--- START OF RAW DATA ---

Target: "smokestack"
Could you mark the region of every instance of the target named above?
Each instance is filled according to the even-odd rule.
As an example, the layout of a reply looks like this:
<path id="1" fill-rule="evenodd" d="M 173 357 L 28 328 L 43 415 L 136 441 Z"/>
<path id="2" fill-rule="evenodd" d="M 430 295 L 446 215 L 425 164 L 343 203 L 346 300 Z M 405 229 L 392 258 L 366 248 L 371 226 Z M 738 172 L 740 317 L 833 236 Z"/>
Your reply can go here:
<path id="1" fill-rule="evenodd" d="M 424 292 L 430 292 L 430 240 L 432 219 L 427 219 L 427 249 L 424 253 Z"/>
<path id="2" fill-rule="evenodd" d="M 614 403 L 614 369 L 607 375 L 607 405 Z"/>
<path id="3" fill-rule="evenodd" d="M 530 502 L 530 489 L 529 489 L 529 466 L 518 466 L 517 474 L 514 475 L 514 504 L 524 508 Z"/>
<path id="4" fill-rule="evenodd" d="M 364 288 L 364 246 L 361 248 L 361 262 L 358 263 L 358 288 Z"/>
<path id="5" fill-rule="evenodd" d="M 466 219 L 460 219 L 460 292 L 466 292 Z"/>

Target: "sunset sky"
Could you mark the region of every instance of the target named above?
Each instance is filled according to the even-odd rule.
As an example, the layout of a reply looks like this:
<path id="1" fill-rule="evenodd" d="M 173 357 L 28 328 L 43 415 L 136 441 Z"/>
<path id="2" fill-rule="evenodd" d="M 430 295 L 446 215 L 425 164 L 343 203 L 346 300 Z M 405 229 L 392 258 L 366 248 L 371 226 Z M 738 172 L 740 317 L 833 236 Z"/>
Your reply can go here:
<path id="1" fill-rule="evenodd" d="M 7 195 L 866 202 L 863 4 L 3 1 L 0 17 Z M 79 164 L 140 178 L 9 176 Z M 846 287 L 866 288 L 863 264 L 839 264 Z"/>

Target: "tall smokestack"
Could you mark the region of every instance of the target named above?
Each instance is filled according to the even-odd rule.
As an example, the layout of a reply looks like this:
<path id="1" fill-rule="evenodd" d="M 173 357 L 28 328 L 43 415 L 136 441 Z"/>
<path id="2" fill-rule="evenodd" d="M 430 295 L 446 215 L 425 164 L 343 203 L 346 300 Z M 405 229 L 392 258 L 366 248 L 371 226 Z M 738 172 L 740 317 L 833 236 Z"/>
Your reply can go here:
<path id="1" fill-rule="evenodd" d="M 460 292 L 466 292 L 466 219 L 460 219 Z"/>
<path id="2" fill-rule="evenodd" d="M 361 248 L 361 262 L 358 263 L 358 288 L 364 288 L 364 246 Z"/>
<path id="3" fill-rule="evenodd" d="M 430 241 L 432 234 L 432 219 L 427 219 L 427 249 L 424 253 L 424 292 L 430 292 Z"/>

--- END OF RAW DATA ---

**YOUR TASK:**
Rewrite the listing from its first line through the line containing "7 195 L 866", changing each "instance" to "occurrence" and leaving everything else unchanged.

**THE REPLY:**
Target: "smokestack"
Could you mark the region of every occurrence of the target named above?
Each occurrence is filled according to the even-odd rule.
As an example, the layout of a reply looks like this:
<path id="1" fill-rule="evenodd" d="M 173 357 L 28 328 L 43 415 L 136 441 Z"/>
<path id="2" fill-rule="evenodd" d="M 430 295 L 446 215 L 425 164 L 343 203 L 346 300 Z M 405 229 L 392 258 L 366 248 L 371 226 Z M 738 172 L 740 317 L 833 236 Z"/>
Your reply can go here:
<path id="1" fill-rule="evenodd" d="M 424 292 L 430 292 L 430 240 L 432 219 L 427 219 L 427 249 L 424 253 Z"/>
<path id="2" fill-rule="evenodd" d="M 614 403 L 614 369 L 607 375 L 607 405 Z"/>
<path id="3" fill-rule="evenodd" d="M 530 502 L 530 489 L 529 489 L 529 466 L 518 466 L 517 474 L 514 475 L 514 504 L 524 508 Z"/>
<path id="4" fill-rule="evenodd" d="M 364 288 L 364 246 L 361 248 L 361 262 L 358 263 L 358 288 Z"/>
<path id="5" fill-rule="evenodd" d="M 466 219 L 460 219 L 460 292 L 466 292 Z"/>

Target: "sunset sky"
Could you mark the region of every occurrence of the target named above?
Each occurrence is filled according to the even-odd rule.
As an example, the layout of a reply looks like this:
<path id="1" fill-rule="evenodd" d="M 173 357 L 28 328 L 43 415 L 136 441 Z"/>
<path id="2" fill-rule="evenodd" d="M 430 295 L 446 215 L 425 164 L 343 203 L 346 300 Z M 405 229 L 392 258 L 366 248 L 371 226 Z M 738 172 L 740 317 L 833 236 Z"/>
Your reply can go here:
<path id="1" fill-rule="evenodd" d="M 7 195 L 866 202 L 863 4 L 3 1 L 0 17 Z M 79 164 L 140 178 L 9 176 Z M 846 287 L 866 288 L 863 264 L 839 264 Z"/>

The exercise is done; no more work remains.